Directive:
Recast all the data below as a two-column CSV with the headers text and answer, giving one row for each line that asks for bounding boxes and putting the boxes that follow it in the answer field. Enclose every value in quotes as a single field, with any line breaks replaced by spaces.

+---+

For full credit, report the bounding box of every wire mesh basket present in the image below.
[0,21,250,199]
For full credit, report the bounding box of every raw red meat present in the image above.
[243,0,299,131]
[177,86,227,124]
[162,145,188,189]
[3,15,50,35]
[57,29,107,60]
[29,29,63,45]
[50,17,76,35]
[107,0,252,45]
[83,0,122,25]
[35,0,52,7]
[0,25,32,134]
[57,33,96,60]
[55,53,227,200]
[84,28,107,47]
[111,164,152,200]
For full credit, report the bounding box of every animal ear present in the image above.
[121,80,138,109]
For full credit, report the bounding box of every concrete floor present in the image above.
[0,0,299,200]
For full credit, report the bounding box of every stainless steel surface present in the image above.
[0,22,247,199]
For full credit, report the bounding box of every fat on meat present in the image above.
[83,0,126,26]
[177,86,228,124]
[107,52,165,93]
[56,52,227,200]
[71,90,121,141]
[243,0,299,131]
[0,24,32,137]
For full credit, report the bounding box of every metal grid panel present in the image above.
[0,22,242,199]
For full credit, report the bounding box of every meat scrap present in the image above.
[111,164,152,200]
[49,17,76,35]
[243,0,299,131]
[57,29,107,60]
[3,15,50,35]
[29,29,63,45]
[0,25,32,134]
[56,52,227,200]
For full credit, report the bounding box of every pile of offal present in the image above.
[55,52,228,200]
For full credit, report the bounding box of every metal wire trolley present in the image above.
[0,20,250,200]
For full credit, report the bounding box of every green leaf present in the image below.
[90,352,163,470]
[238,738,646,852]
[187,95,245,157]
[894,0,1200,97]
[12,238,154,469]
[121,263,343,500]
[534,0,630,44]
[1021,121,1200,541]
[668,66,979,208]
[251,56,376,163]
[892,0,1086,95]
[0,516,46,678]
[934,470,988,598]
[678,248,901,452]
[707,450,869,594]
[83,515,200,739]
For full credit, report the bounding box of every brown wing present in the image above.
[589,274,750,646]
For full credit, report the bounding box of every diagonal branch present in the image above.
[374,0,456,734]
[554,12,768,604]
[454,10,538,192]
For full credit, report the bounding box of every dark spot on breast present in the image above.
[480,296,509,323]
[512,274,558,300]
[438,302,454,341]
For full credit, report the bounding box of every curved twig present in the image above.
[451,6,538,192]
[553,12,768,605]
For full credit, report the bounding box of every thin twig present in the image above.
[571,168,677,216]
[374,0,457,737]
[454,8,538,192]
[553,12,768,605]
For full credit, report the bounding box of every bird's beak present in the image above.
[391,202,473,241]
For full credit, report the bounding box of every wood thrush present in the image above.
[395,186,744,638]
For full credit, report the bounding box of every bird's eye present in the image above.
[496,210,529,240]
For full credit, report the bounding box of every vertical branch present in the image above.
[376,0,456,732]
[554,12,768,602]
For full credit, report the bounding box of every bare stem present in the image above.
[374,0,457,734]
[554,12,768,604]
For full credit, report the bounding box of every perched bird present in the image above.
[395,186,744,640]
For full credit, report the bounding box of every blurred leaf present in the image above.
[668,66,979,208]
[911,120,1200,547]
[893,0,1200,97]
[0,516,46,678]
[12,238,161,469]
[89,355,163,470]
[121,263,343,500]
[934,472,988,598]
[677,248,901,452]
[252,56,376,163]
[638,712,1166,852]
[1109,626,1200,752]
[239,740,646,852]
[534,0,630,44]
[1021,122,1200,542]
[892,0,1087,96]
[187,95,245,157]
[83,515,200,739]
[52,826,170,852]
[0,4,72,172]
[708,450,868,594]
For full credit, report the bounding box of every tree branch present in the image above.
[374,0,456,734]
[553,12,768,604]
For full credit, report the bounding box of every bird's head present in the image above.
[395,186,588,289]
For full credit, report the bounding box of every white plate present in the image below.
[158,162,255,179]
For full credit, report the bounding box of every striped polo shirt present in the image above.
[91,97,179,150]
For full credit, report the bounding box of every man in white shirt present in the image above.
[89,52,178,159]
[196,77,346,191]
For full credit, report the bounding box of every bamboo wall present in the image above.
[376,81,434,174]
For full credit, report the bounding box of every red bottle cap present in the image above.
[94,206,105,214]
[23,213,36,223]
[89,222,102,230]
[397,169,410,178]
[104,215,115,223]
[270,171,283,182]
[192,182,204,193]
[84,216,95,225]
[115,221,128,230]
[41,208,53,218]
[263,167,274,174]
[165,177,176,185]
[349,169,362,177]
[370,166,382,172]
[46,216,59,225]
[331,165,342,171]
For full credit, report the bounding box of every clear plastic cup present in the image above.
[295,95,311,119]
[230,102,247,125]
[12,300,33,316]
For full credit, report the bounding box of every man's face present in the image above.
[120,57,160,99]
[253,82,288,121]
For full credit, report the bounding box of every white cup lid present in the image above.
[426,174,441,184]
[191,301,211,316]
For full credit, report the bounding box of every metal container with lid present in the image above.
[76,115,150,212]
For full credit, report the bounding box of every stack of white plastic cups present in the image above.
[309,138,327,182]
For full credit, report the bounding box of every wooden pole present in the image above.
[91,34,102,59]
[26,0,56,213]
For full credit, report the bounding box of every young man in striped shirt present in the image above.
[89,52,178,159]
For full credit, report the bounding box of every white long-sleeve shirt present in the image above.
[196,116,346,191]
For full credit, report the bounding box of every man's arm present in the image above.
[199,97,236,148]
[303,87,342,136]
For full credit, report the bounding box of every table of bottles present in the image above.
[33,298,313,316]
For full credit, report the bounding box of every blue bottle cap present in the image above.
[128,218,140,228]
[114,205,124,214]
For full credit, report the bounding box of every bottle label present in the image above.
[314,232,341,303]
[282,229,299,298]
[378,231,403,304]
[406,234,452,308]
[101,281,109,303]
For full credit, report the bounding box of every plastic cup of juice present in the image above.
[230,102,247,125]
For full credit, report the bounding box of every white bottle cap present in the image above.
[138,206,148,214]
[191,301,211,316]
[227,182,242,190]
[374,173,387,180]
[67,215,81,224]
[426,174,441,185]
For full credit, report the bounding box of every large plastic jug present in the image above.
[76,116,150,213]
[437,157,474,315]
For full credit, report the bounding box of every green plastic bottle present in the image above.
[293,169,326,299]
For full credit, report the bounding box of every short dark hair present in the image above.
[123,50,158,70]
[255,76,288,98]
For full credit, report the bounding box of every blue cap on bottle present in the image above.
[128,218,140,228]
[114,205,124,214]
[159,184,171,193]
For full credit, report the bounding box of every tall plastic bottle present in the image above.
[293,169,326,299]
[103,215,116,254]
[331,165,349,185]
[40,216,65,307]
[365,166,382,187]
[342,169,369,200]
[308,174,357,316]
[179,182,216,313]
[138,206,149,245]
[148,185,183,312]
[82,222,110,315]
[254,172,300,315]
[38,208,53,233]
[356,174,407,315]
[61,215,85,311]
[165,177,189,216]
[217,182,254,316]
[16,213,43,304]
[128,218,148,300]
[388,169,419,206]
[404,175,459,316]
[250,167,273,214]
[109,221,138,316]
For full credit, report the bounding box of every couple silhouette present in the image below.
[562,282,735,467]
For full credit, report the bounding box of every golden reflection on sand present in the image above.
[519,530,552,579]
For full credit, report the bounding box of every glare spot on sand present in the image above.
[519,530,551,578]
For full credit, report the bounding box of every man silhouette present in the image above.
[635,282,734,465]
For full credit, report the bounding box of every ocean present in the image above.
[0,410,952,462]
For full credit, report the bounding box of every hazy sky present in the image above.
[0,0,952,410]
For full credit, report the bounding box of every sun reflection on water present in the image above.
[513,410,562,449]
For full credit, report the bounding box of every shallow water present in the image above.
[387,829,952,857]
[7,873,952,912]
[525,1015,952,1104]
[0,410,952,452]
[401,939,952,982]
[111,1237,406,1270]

+---+

Exercise result:
text,answer
"For full credit, report the bounding box of every wire mesh basket present in the image below.","[0,21,250,199]"
"For full credit, report the bounding box of every raw red meat present in the image above.","[243,0,299,131] [177,86,227,124] [162,145,188,189] [3,15,50,35] [57,29,107,60] [29,29,63,45] [50,17,76,35] [107,0,252,45] [83,0,122,25] [35,0,52,7] [0,25,32,134] [57,33,96,60] [55,53,227,200] [84,28,107,47] [111,164,152,200]"
"For full credit, report the bounding box of every animal ear present in the image above.","[121,80,138,109]"
"For full credit, report the bounding box of every concrete floor present in the image above.","[0,0,299,200]"
"For full credit, report the bounding box of every stainless steel surface present in the image above.","[0,22,247,199]"
"For full credit, report the bounding box of every fat on meat present in the image above.","[83,0,126,26] [177,86,228,124] [107,52,165,93] [56,52,227,200] [71,90,121,141] [243,0,299,131] [0,24,32,137]"
"For full credit, report the bounding box of every metal grid panel present in the image above.","[0,22,242,199]"
"For full credit, report the bounding box of every meat scrap present in the image above.","[111,164,152,200] [49,17,76,35] [243,0,299,131] [57,29,107,60] [3,15,50,35] [29,29,63,45] [0,25,32,134] [56,52,227,200]"
"For full credit, report the bounding box of every pile of offal present in the image above.","[55,52,228,200]"
"For full credit, report the bounding box of every metal wire trolley present in the image above.","[0,20,250,200]"
"For full credit, report the bounding box of every green leaf present in the image below.","[90,352,163,470] [238,738,646,852] [187,95,245,157] [894,0,1200,97] [12,238,154,469] [121,263,343,500] [534,0,630,44] [1021,121,1200,541] [668,66,979,208] [251,56,376,163] [892,0,1086,95] [0,516,46,678] [934,470,988,598] [678,248,901,452] [707,450,869,594] [83,515,200,739]"
"For full credit, report the bounding box of every brown wing present in the image above.","[589,274,750,646]"
"For full credit, report the bounding box of every diagonal branch present in the image above.","[374,0,456,734] [554,12,768,604] [454,10,538,192]"
"For full credit, report the bounding box of every dark spot on breast present in the image above.","[480,296,509,323] [512,274,558,300] [438,302,454,341]"
"For full credit, report the bounding box of every curved twig present in the image above.","[451,6,538,192] [553,12,768,605]"
"For full credit, report the bounding box of every thin twig present in the image above.","[571,168,677,216] [374,0,457,737] [454,8,538,192] [553,12,768,605]"
"For full credit, report the bounding box of every bird's beak present in the image above.","[391,202,473,241]"
"For full credit, report the bounding box of every wood thrush present in the image above.","[395,186,744,638]"
"For full credit, report the bounding box of every bird's eye present in the image above.","[496,210,529,240]"
"For full credit, report the bounding box of every vertical branch present in the image above.","[376,0,456,732] [554,12,768,602]"
"For full credit, report the bounding box of every bare stem present in the image above.","[374,0,457,734] [554,12,768,604]"
"For full credit, report the bounding box of every perched bird present in the image above.","[395,186,744,640]"
"For full credit, report the bounding box of every blurred leaf present in the image above.","[668,66,979,208] [911,120,1200,547] [893,0,1200,97] [0,516,46,678] [12,238,161,469] [89,355,163,470] [121,263,343,500] [934,472,988,598] [677,248,901,452] [252,56,376,163] [638,712,1166,852] [1109,626,1200,752] [239,740,646,852] [534,0,630,44] [1021,122,1200,542] [892,0,1087,96] [187,95,245,157] [83,515,200,739] [52,826,170,852] [0,4,72,172] [708,450,868,594]"
"For full credit, report the bounding box of every tree branch present in the image above.","[374,0,456,734] [553,12,768,604]"
"For full credit, report the bounding box of every bird's head present in the image above.","[395,186,588,289]"
"For full credit, report the bounding box of every white plate present in the image below.","[158,162,255,179]"
"For full credit, report the bounding box of every striped polo shirt present in the image above.","[91,97,179,150]"
"For full credit, report the bounding box of every man in white shirt present in the image above.","[89,52,178,159] [196,77,346,191]"
"For full credit, report the bounding box of every bamboo wall present in the image above.","[376,81,434,174]"
"For full credit, report the bounding box of every red bottle cap present in the image above.","[94,206,105,214] [23,213,36,223] [89,222,102,230] [397,169,410,178] [104,215,115,223] [270,171,283,182] [192,182,204,193] [84,216,95,225] [115,221,128,230] [41,208,53,218] [263,167,274,174] [165,177,176,185] [349,169,362,177] [370,166,382,172] [46,216,59,225] [331,165,342,171]"
"For full credit, report the bounding box of every clear plastic cup present in the image above.","[295,95,311,119] [230,102,247,125] [12,300,33,316]"
"For full credit, report the bounding box of every man's face present in the image above.","[120,57,160,99] [253,82,288,121]"
"For full credit, report the bounding box of every white cup lid present in the image above.","[426,174,441,184] [191,301,211,316]"
"For full credit, report the bounding box of every metal container with lid present in the image above.","[76,115,150,212]"
"For full credit, report the bounding box of every stack of white plastic cups present in the image above.","[309,138,327,182]"
"For full credit, report the bounding box of every wooden pole present in the image above.","[91,34,102,59] [26,0,56,213]"
"For full credit, report the bounding box of every young man in striped shirt present in the image above.","[89,52,178,159]"
"For full credit, report the bounding box of every white long-sleeve shirt present in the image above.","[196,116,346,191]"
"For full credit, report the bounding box of every man's arm present in the image above.","[199,97,236,148] [303,87,342,136]"
"For full credit, report the bounding box of every table of bottles present in the image above.","[33,298,313,316]"
"For full credit, report the bounding box of every blue bottle cap present in the image above.","[128,218,140,228] [114,205,124,214]"
"For full credit, report the bounding box of every bottle label present in the image above.","[314,232,341,303] [282,229,299,298] [378,231,403,304] [406,234,452,308] [101,281,109,303]"
"For full credit, report the bounding box of every plastic cup of juice present in the image above.","[230,102,247,125]"
"For full credit, report the bounding box of every white bottle cap present in the image above.","[138,206,148,214] [191,301,211,316] [227,182,242,190] [374,173,387,180] [67,215,81,224] [426,174,441,185]"
"For full credit, report the bounding box of every large plastic jug present in the image above.","[76,116,150,213] [437,157,474,315]"
"For full credit, report the bounding box of every green plastic bottle present in the image above.","[293,169,326,299]"
"For full credit, report the bounding box of every short dark hair present in the image above.","[123,50,158,70] [255,76,288,98]"
"For full credit, report the bounding box of every blue cap on bottle present in the image above.","[128,218,140,228] [114,205,124,214] [159,184,171,193]"
"For full credit, report the bounding box of every tall plastic bottle present in the image above.","[293,169,326,299] [103,215,116,254] [331,165,349,185] [40,216,65,307] [365,166,382,187] [342,169,369,200] [308,174,357,316] [179,182,216,313] [138,206,149,245] [148,185,183,312] [82,222,110,315] [254,172,300,315] [38,208,53,233] [356,174,407,315] [61,215,85,311] [165,177,189,216] [217,182,254,316] [16,213,43,304] [128,218,148,300] [388,169,419,206] [404,175,459,316] [250,167,273,214] [109,221,138,316]"
"For full credit, report the bounding box of every couple silhouette present in the image below.","[562,282,735,467]"
"For full credit, report the bounding box of every golden reflection on sand present in the image above.","[519,530,552,579]"
"For full credit, report the bounding box of every glare spot on sand present in the image above.","[519,530,551,578]"
"For full credit, report the bounding box of every man silhouette present in the image above.","[635,282,734,465]"
"For full credit, report the bounding box of every ocean present in the image above.","[0,410,952,462]"
"For full credit, report the bounding box of every hazy sky present in the image above.","[0,0,952,410]"
"For full credit, report the bounding box of every sun reflection on water present in the image above.","[513,410,562,449]"
"For full credit, report the bounding box of every shallow water present in the image above.","[387,829,952,857] [7,873,952,912] [525,1015,952,1104] [0,410,952,452] [401,939,952,982] [111,1237,406,1270]"